Your job is to transcribe the material exactly, every line included.
+-------+
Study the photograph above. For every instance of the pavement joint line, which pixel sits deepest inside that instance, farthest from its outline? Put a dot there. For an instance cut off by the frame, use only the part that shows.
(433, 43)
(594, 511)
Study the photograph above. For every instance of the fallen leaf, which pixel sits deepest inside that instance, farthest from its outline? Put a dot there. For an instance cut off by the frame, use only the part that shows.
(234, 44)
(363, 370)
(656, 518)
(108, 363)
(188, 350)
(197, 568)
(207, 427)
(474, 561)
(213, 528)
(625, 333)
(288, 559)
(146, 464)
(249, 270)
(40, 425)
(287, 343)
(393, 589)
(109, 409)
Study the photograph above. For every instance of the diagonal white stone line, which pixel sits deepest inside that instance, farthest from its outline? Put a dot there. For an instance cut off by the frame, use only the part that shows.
+-------+
§ **FINISHED EXERCISE**:
Study the photograph above. For every instance of the pavement joint line, which pixel sits deepest inside that instance, farthest from its outline? Put a dot there. For an instance cut off by the frame, use only the part that shows.
(433, 43)
(594, 511)
Study the photograph above. For every instance of the fallen leaf, which pixel sits deepest inside that instance, farthest from its outline? Put a dot there. For an instance cut off by the frame, use only the part that shows.
(234, 44)
(363, 370)
(656, 518)
(108, 363)
(188, 350)
(197, 568)
(207, 427)
(474, 561)
(213, 528)
(625, 333)
(288, 559)
(146, 464)
(249, 270)
(40, 425)
(287, 343)
(393, 589)
(109, 409)
Study the photograph above. For every instance of the diagonal white stone line, which pixel sits deepest inside that instance, farthest from its outline? Put a dot there. For an instance cut off by the frame, use only the part that shows.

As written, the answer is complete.